Task →
How many lines in the records below contain the string "landscaping"? Answer with the number alone.

Input records →
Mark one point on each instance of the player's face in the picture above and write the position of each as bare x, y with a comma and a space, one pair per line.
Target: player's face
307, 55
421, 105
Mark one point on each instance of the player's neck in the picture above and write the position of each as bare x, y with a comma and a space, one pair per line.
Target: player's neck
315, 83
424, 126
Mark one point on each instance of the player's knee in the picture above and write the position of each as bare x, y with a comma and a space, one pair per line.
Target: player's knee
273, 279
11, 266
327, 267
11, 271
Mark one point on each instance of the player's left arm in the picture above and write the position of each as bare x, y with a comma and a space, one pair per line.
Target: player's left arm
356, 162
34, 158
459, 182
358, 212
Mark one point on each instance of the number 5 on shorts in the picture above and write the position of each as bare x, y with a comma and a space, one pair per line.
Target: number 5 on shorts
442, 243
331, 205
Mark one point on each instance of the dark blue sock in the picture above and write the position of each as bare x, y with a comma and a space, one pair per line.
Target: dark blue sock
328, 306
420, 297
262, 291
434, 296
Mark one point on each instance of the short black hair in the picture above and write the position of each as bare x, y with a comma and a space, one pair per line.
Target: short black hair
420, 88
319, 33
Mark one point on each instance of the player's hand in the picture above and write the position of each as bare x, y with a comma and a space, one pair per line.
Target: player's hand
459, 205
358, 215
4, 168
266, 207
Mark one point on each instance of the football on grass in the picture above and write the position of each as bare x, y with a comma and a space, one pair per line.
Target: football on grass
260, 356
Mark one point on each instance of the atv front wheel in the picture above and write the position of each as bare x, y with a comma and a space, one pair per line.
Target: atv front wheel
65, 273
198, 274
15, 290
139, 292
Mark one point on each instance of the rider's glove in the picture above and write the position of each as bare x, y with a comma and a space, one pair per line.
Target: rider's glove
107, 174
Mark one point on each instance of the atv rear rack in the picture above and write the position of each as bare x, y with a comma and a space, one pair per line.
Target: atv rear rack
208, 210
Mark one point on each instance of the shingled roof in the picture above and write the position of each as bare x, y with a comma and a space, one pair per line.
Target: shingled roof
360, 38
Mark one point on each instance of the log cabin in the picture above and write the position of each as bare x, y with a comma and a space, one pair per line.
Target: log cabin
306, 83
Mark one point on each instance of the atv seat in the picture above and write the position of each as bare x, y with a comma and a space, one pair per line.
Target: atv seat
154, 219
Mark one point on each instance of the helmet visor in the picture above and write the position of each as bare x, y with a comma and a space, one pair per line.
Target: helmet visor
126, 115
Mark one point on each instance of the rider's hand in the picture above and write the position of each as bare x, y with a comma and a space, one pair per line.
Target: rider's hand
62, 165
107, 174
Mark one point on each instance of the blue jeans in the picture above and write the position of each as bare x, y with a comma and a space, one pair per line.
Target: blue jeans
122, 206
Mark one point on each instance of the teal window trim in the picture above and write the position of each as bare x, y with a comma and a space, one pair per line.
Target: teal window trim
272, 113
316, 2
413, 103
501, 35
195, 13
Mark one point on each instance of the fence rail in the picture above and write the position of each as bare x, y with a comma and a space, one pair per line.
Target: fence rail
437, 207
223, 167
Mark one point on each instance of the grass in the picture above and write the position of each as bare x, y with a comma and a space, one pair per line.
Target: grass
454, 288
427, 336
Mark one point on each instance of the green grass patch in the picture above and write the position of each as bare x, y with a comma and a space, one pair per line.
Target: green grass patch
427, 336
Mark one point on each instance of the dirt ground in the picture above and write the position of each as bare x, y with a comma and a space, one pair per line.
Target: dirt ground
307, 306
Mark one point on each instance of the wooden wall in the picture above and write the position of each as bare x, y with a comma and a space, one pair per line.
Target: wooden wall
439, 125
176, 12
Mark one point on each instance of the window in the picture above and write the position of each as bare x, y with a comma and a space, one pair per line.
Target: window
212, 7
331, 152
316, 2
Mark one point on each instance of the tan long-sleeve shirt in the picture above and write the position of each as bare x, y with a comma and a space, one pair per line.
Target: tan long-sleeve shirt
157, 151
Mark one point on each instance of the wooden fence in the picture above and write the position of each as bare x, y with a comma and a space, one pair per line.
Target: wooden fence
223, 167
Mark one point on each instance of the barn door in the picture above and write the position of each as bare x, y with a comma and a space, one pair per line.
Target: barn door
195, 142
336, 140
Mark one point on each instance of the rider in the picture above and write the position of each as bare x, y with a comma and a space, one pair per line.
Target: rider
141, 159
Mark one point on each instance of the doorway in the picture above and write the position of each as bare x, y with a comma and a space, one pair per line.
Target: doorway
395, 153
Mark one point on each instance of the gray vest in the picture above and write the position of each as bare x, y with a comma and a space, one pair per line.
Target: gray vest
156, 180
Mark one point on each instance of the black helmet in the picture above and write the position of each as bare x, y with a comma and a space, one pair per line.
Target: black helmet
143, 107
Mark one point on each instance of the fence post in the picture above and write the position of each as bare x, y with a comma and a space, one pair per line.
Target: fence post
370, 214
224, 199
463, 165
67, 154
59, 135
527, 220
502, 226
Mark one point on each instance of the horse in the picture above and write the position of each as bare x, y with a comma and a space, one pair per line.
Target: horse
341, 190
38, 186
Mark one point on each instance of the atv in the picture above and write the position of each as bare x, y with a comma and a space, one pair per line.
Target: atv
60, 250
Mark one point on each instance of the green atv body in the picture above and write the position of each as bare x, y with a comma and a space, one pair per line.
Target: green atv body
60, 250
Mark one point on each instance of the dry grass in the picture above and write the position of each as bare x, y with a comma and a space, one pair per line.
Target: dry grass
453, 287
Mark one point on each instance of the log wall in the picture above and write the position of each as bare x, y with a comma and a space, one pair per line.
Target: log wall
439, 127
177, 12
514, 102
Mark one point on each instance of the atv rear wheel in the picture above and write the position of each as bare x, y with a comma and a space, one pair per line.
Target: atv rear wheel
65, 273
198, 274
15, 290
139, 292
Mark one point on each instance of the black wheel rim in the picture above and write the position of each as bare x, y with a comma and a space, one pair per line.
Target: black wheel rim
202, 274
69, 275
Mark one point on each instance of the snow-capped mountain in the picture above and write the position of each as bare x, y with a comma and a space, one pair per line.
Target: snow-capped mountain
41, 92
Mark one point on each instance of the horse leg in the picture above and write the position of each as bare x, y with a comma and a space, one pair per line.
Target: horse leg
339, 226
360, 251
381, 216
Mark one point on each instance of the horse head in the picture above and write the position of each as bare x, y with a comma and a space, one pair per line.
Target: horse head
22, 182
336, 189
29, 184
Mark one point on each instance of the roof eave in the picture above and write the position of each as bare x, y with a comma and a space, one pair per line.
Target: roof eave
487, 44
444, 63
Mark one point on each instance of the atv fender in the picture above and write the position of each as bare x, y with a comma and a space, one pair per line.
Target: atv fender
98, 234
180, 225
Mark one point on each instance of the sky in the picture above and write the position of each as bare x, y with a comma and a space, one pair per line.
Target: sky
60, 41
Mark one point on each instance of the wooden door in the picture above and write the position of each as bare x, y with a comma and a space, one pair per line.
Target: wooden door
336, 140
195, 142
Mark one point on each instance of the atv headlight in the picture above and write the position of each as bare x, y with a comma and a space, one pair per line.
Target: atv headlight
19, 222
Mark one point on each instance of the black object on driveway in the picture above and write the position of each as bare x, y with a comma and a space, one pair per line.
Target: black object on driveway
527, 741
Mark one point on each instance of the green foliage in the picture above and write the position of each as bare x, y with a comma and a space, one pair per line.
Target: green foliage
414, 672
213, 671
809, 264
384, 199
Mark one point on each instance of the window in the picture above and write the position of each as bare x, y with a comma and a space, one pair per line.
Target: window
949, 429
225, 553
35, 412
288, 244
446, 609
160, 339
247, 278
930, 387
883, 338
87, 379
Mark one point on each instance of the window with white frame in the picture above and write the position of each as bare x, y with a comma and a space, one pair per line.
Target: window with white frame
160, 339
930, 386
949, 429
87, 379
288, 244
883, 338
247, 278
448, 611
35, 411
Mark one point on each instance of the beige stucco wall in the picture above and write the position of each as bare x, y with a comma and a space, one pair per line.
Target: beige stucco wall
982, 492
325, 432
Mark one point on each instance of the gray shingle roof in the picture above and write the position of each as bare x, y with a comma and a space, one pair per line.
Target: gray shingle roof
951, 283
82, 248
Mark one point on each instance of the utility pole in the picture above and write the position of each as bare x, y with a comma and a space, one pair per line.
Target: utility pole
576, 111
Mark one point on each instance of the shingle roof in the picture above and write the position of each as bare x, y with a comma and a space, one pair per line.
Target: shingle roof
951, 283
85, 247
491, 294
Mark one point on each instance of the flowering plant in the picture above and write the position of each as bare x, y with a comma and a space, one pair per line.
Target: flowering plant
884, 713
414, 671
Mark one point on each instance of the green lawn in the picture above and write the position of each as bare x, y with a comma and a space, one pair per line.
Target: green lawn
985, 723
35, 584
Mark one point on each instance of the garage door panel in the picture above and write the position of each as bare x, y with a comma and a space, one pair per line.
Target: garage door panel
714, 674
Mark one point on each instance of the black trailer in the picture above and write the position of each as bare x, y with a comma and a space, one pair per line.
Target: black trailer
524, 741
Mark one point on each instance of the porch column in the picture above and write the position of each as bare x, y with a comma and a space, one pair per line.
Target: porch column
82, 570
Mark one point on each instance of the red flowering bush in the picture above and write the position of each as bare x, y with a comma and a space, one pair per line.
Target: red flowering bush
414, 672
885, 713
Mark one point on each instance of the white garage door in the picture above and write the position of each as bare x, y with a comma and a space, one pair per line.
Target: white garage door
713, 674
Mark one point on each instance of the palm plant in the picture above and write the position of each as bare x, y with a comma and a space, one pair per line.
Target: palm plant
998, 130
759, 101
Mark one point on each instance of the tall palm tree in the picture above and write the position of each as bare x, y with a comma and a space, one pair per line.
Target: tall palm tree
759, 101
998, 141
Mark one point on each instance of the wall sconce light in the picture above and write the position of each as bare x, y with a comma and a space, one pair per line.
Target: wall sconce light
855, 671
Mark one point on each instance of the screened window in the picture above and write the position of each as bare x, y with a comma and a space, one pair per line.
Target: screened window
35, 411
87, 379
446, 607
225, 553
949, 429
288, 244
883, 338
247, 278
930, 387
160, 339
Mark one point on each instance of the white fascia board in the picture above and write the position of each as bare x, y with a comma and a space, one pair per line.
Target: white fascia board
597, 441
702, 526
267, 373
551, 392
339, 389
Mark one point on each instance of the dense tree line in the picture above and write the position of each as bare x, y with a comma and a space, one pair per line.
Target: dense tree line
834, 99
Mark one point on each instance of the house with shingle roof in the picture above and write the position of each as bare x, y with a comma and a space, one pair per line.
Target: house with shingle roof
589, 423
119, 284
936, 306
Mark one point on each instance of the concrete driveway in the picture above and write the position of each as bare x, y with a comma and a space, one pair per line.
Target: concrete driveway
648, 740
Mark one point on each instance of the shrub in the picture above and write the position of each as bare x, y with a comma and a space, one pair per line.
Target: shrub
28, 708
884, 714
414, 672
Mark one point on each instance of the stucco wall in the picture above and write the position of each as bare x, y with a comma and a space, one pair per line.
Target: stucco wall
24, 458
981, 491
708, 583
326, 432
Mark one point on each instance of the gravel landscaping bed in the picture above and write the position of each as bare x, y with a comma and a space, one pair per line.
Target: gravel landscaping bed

Result below →
2